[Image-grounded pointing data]
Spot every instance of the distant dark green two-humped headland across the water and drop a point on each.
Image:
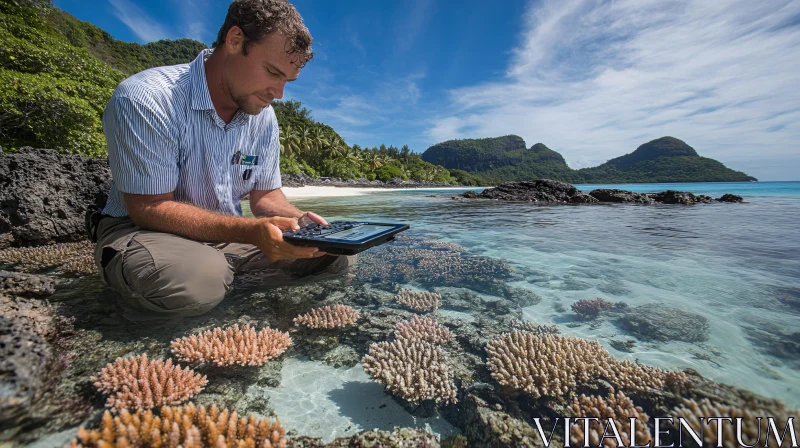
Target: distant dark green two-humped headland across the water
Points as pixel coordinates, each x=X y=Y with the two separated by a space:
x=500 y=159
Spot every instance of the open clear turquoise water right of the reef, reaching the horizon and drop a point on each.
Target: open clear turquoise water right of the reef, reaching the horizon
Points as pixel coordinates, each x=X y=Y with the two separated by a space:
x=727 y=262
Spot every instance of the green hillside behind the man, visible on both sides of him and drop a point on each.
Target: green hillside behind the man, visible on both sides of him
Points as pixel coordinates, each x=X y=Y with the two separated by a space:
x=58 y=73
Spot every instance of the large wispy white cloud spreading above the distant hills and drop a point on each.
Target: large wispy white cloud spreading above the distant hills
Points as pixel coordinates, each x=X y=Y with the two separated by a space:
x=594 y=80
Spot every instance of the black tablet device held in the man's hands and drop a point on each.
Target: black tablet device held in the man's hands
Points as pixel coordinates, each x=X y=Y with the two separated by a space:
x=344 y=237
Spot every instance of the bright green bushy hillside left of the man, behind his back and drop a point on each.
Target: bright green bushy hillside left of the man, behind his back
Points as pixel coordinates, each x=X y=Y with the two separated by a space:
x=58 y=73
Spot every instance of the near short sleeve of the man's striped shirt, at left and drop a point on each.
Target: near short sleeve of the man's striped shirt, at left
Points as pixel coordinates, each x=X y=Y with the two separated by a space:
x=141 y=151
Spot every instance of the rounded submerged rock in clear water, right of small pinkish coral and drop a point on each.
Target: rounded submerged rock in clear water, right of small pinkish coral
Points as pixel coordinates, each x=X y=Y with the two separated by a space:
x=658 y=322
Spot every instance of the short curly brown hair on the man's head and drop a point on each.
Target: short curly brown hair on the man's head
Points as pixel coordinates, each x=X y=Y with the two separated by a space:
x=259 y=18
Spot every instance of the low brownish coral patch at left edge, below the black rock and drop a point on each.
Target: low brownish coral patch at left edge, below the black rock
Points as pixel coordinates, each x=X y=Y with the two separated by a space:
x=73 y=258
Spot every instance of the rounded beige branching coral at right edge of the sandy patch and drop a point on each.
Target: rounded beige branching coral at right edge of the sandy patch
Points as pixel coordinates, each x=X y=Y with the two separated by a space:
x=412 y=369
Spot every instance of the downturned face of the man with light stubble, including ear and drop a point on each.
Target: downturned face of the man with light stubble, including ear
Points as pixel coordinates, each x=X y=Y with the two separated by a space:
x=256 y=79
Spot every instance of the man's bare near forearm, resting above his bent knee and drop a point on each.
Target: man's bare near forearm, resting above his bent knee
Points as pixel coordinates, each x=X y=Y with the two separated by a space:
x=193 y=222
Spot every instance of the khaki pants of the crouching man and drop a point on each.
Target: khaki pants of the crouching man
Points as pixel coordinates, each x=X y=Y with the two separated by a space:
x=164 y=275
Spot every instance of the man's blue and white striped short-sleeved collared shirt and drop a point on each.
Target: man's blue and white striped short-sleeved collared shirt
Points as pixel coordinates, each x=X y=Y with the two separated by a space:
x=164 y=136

## Required work
Repeat the data word for word. Images are not part of the copy.

## Task answer
Spot every instance of the distant dark green two-humped headland across the water and drop a point on each.
Image:
Target: distant dark green two-humped headland across the water
Points as pixel coordinates, each x=X y=Y with the two separated by a space:
x=500 y=159
Spot every instance of the open clear turquoise water right of the reef, reaching the horizon and drop a point on each.
Target: open clear turquoise water right of the reef, reaching the horizon
Points as pixel coordinates, each x=X y=Y with the two separated by a space:
x=727 y=262
Spot every instance of the green hillside behind the man, visible on both sides of him and drop a point on each.
Target: green hillside behind the man, visible on both sides of him
Points as pixel coordinates, each x=X y=Y with the two separated by a space:
x=58 y=73
Spot every instance of the large wispy white cloud spreading above the distant hills and drop a point on each.
Target: large wispy white cloud spreading above the distant hills
Points as pixel coordinates, each x=X y=Y with the two separated by a space:
x=594 y=80
Spot every instance of the black tablet device held in the man's hands and drop a point on each.
Target: black tablet device held in the man's hands
Points as pixel coordinates, each x=X y=Y with the two separated by a space:
x=344 y=237
Spot every instance of the bright green bushy hillside left of the man, behind his back and drop a point on each.
Target: bright green bushy hillside left of the man, behind his back
Points as pixel coordinates, each x=X y=Y with the two separated by a space:
x=58 y=73
Spot every instance of the near short sleeve of the man's striped shirt, at left and drop a point on each.
Target: near short sleeve of the man's striped shirt, at left
Points as pixel coordinates, each x=X y=Y with the two separated by a space:
x=141 y=151
Spot every instance of the rounded submerged rock in clear water, right of small pinkish coral and drop a point on each.
Target: rounded submerged rock in clear water, right of small pinkish coral
Points as pixel coordinates, each x=X y=Y with the two separated by a space:
x=658 y=322
Spot every instance of the short curly brown hair on the man's head and drop a point on each.
Target: short curly brown hair on the man's head
Points as pixel coordinates, each x=X y=Y with the two separated by a space:
x=259 y=18
Spot every instance of the low brownish coral patch at left edge, below the black rock and drop a point on each.
Target: low brownish coral patch at left edge, below the black rock
Points as pixel coordinates, each x=X y=Y with the two separated by a space:
x=73 y=258
Spot every instance of the rounded beige branching coral at right edge of the sandy patch and drop a point on each.
Target: rounded beige branching coral at right edge of the sandy patch
Points as pixel coordinates, each x=X y=Y with the two separated by a space:
x=412 y=369
Spot every instance of the downturned face of the man with light stubble, including ear and drop a point on each.
Target: downturned face of the man with light stubble, including ear
Points as pixel coordinates, each x=X y=Y with the two separated by a space:
x=256 y=79
Spot every instance of the man's bare near forearm, resting above his bent knee and drop a point on each.
Target: man's bare near forearm, resting above his bent knee
Points as pixel coordinates, each x=X y=Y with the two separated by a space:
x=193 y=222
Spot every instance of the khaki pants of the crouching man and drop a point on each.
Target: khaki pants of the crouching man
Points as pixel coordinates, each x=X y=Y with the two separated by a space:
x=164 y=275
Spot every instance of the man's blue and white striped short-sleeved collared shirt and drop a point on each.
Target: man's blue and white striped short-sleeved collared shirt
Points as pixel coordinates, each x=X y=Y with the two separated by a space:
x=164 y=136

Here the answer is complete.